-- Activity list --
• 1. In the excerpt on Taiwan-China tensions, where does Wen-Ti Sung teach?
• 2. Continue the excerpt on Taiwan-China tensions, starting after its last sentence.

-- Source extract --
==*==

Taiwan, in turn, instructed any ships to refuse to cooperate.
There’s one saving grace for cross-strait peace.
While McCaul and other American lawmakers are in Taiwan, China has its own visitors: European Commission President Ursula von der Leyen and French President Emmanual Macron arrived in Beijing and on Thursday met with Xi as Tsai was preparing to fly home.
Amid such a visit, “it would not be in Beijing’s strategic interest to use egregiously escalatory military action,” said Wen-Ti Sung, a lecturer at the Australian National University’s Taiwan Studies program.
“If Beijing seriously raises military tension at this juncture,” Sung said, “it would make life very difficult for Von der Leyen and Macron, and take the wind out of the sails of European China dove voices.”
“Europe would rather not see the Taiwan Strait situation escalate, for they are already busy with Ukraine and post-COVID economic recovery,” he added, explaining that McCarthy and Tsai seemed to have read the room by shifting their meeting away from Taiwan.

==*==

Stored data entries
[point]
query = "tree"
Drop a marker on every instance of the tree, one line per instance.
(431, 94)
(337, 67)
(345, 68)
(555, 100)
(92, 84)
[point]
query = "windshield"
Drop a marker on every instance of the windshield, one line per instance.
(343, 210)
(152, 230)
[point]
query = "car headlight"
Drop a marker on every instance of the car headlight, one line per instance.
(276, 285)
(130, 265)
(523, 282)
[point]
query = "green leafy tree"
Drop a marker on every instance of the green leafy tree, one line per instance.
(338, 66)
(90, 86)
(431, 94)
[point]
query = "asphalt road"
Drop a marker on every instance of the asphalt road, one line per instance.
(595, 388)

==*==

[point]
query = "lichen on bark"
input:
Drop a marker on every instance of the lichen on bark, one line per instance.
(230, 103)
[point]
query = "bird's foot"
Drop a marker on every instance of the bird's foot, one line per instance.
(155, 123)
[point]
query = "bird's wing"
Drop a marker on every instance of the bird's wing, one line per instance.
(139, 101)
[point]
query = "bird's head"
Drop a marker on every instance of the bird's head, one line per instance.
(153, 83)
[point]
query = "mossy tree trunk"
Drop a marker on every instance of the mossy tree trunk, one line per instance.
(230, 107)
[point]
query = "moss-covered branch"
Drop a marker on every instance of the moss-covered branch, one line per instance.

==*==

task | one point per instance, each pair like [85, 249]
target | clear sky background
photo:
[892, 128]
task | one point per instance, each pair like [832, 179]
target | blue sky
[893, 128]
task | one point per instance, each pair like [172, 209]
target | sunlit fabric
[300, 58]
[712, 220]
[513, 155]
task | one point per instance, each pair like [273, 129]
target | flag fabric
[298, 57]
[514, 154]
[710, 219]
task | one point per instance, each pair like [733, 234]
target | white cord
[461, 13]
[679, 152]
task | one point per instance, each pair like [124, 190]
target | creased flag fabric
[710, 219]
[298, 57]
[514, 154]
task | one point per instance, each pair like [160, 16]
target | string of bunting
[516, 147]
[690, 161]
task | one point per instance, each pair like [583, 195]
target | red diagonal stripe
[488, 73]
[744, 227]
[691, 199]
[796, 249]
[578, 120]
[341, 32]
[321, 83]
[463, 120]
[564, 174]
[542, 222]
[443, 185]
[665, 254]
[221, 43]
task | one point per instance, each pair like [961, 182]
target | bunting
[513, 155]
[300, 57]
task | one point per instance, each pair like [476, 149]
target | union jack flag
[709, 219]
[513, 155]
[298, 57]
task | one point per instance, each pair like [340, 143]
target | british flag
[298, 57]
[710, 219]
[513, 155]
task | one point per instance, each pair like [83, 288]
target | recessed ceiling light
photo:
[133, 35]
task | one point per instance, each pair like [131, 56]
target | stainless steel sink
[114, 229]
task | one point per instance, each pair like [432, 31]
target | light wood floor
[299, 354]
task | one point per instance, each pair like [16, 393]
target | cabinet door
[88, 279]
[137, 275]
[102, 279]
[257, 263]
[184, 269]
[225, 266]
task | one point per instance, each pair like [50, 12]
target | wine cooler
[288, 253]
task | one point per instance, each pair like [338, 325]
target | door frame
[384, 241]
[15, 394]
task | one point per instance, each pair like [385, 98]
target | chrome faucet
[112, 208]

==*==

-- Responses by task --
• 1. At the Australian National University's Taiwan Studies program.

• 2.
“In other words, Taiwan and the U.S. are already choosing the relatively less provocative option,” he said. “If in response, Beijing still chooses to retaliate … then the U.S. and Taiwan will paint a picture of insatiable Beijing that no one can work with.”
There’s also the recent mirror-image visit by Tsai’s predecessor, Ma Ying-jeou, to mainland China while Tsai was in the United States.
Ma’s Kuomintang party, which campaigns its greater willingness to cooperate with Beijing in pursuit of peace than Tsai’s party, hopes to win back the presidency in the January 2024 election, with Lai, the vice-president, expected to carry the baton for the ruling party.
“If Beijing escalates militarily, it will waste away this rare opportunity to underscore cross-strait friendship, in exchange for chipping away the success of President Tsai’s U.S. trip ever so slightly,” Sung said.
One country, two systems
In the long-term, Tsai’s trip has laid bare a gulf between Beijing, on the one hand, and the United States and Taiwan, on the other.
Ja Ian Chong, a professor of international relations and expert in Chinese foreign policy at the National University of Singapore, said the Taiwanese appetite for a rapprochement with Beijing was fading.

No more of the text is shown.